Énoncé écrit 1
Résumez en deux phrases l'extrait sur les négociations matrimoniales de Napoléon.
Énoncé écrit 2
Poursuivez l'extrait sur les négociations matrimoniales de Napoléon à partir de l'endroit où il s'arrête.

Extrait fourni
§ §

Face à Caulaincourt, chargé de mener la négociation, Alexandre, comme il le fait à chaque fois qu’il rencontre une contrariété, redouble d’amabilité pour mieux préparer au futur refus. En lisant les rapports expédiés les 15 et 21 janvier 1810 par son ambassadeur, Napoléon comprend qu’il va droit à un échec. Pas question, estime-t-il, d’être éconduit ; l’humiliation le disputerait au ridicule. Le stratège change alors de front et se retourne sans plus attendre vers l’Autriche. Il sait par plusieurs confidents que les Habsbourg, car ils redoutent d’être rayés de la carte par la conclusion du mariage russe, offrent avec empressement une archiduchesse. Tandis qu’il courtisait le tsar, il a pris soin de poursuivre cette piste de rechange au moyen d’intermédiaires847. Un conseil regroupant les notabilités du régime, tenu sous son égide le 28 janvier 1810, le pousse plutôt dans ce sens ; en particulier Talleyrand, partisan de longue date de l’alliance avec Vienne.

§ §

Entrées de données
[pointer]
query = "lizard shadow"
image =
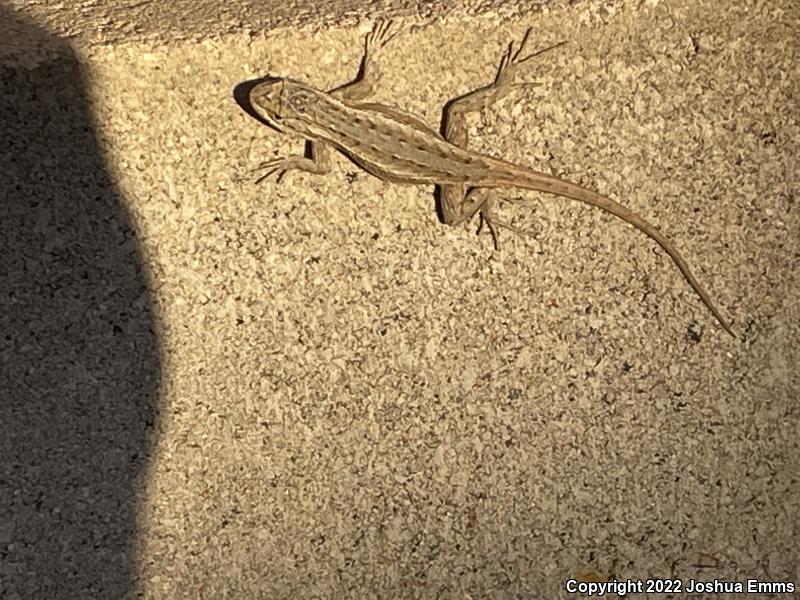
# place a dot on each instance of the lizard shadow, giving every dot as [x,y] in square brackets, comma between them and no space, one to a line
[78,348]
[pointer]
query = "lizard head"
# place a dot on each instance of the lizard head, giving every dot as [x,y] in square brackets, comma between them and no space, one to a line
[286,104]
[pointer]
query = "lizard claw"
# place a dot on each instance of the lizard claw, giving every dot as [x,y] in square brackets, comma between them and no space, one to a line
[493,225]
[511,61]
[382,33]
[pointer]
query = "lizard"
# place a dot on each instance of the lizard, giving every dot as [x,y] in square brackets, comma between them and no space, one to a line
[400,147]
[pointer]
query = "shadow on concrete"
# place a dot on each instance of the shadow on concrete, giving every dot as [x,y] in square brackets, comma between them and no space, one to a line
[79,359]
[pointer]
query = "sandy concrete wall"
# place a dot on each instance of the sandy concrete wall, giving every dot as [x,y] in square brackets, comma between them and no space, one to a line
[213,388]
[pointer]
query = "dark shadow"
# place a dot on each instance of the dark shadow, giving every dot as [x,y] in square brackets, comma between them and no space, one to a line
[241,95]
[79,362]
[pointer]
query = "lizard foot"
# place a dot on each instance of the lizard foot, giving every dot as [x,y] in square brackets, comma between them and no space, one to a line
[281,166]
[511,62]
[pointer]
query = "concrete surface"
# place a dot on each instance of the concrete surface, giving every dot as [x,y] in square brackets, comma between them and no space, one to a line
[213,389]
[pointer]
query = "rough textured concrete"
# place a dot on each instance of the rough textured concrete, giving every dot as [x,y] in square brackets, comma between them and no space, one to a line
[314,389]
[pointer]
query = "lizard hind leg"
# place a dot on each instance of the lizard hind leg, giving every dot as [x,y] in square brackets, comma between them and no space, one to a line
[484,201]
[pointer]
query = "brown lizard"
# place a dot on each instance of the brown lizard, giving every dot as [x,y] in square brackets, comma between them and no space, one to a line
[401,147]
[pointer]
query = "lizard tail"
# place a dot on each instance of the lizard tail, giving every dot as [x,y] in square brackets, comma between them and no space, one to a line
[545,183]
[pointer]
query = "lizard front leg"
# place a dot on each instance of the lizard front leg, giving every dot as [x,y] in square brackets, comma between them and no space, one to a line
[317,158]
[457,203]
[363,85]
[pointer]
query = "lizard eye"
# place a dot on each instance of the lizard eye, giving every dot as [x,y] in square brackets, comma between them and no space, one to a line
[300,100]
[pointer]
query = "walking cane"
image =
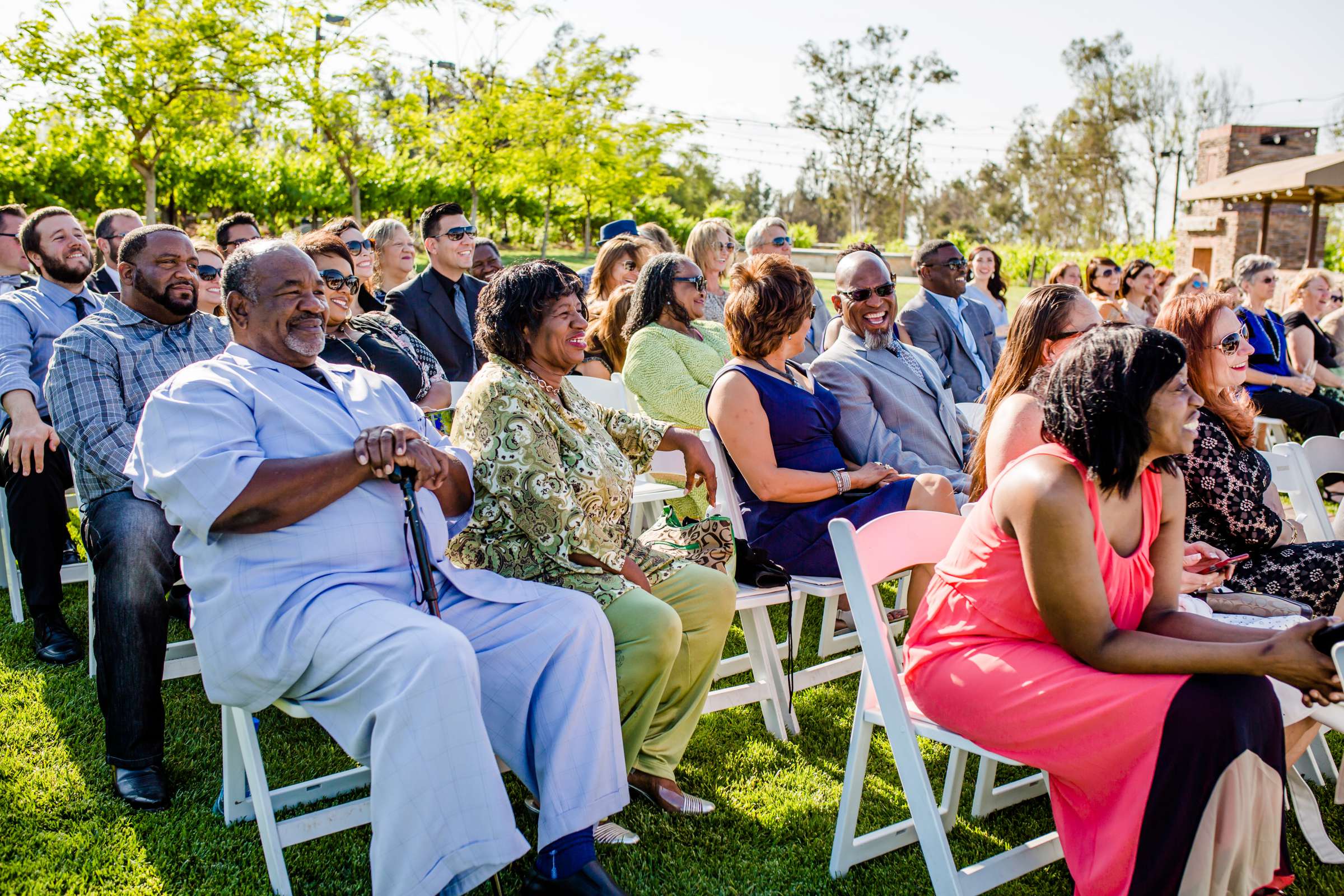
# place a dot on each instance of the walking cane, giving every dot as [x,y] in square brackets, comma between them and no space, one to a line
[405,477]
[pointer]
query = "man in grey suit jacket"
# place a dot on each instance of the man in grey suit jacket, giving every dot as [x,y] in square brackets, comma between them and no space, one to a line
[771,235]
[894,405]
[956,332]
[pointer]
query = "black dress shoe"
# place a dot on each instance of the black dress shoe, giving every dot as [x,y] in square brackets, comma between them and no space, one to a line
[146,789]
[55,642]
[590,880]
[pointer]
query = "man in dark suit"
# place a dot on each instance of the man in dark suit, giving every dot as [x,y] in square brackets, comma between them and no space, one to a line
[14,264]
[956,331]
[440,304]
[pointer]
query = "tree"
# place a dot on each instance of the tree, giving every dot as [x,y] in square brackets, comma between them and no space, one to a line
[1154,96]
[148,80]
[865,106]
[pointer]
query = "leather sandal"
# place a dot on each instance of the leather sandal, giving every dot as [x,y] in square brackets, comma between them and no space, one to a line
[667,796]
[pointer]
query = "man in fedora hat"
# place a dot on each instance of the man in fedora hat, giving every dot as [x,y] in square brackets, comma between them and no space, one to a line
[609,230]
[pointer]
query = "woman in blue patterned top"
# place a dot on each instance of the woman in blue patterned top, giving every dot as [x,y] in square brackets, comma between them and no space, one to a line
[1271,381]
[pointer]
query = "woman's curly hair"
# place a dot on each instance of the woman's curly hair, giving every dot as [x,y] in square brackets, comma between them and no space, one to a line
[1099,394]
[655,291]
[519,298]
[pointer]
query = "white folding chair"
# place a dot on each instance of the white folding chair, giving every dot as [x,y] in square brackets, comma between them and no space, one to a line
[973,414]
[11,566]
[1271,432]
[869,557]
[249,796]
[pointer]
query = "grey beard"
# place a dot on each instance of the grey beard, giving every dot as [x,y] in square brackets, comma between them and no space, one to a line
[875,342]
[304,344]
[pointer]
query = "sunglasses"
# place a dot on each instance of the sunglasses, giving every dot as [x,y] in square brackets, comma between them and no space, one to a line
[1233,342]
[1070,334]
[459,233]
[339,282]
[865,295]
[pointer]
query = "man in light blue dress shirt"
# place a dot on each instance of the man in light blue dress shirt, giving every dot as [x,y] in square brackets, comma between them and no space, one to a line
[38,466]
[273,464]
[956,332]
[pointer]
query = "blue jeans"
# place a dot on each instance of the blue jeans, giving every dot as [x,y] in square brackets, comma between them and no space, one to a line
[131,546]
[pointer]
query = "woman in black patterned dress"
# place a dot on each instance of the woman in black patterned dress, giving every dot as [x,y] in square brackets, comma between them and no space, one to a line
[1230,501]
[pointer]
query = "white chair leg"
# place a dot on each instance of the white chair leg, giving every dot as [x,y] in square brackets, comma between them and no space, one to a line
[851,790]
[765,668]
[237,804]
[250,750]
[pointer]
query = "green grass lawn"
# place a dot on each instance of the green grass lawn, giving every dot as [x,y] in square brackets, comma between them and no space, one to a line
[64,832]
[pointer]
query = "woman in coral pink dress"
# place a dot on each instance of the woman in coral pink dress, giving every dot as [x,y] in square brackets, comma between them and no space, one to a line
[1052,636]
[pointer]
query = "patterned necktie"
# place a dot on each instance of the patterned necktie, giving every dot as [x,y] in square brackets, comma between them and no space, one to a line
[465,320]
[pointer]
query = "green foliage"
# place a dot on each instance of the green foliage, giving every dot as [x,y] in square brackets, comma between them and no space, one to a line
[804,234]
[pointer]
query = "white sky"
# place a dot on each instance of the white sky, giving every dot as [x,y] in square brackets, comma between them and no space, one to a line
[738,59]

§ §

Résultat obtenu 1
Comprenant, à la lecture des rapports envoyés par Caulaincourt les 15 et 21 janvier 1810, qu'Alexandre prépare un refus, Napoléon ne veut pas risquer d'être éconduit et se tourne sans attendre vers l'Autriche. Les Habsbourg, qui redoutent d'être rayés de la carte par un mariage russe, offrent avec empressement une archiduchesse, et le conseil tenu le 28 janvier 1810, où Talleyrand plaide pour l'alliance avec Vienne, pousse plutôt Napoléon dans cette direction.

Résultat obtenu 2
Le choix autrichien présente plusieurs avantages solides qui ne peuvent pas le laisser insensible. En premier lieu, les Habsbourg appartiennent à une lignée bien plus ancienne que les Romanov. Napoléon, qui a refusé de se marier avec une Française pour se rapprocher des autres monarchies, sait que sa légitimité sortira fortifiée du pacte de sang conclu avec la plus vieille dynastie du continent depuis l’éviction des Bourbons. Par là même, il deviendra le neveu par alliance de Louis XVI et Marie-Antoinette, absorbant un peu de la légitimité capétienne, fortifiant son sang en le mêlant avec celui de toute l’Europe couronnée, peu ou prou alliée avec l’empereur François. Par ailleurs, la similitude de religion favorisera l’intégration de la nouvelle impératrice et, qui sait, permettra peut-être de régler le différend avec le pape. Enfin, le mariage devrait entraîner une alliance de famille qui lui livrera définitivement l’Allemagne. Napoléon renoue avec la politique défendue par Choiseul au siècle précédent, celle d’une alliance naturelle conclue entre les deux grandes puissances catholiques du continent contre la Prusse et l’Angleterre. La difficile campagne de 1809 lui a révélé la force d’âme de cet empire, notre plus constant adversaire depuis la Révolution. Au ministre Lacuée, qui lui objecte que l’Autriche n’est plus une grande puissance, il répond sévèrement : « On voit bien, monsieur, que vous n’étiez pas à Wagram. »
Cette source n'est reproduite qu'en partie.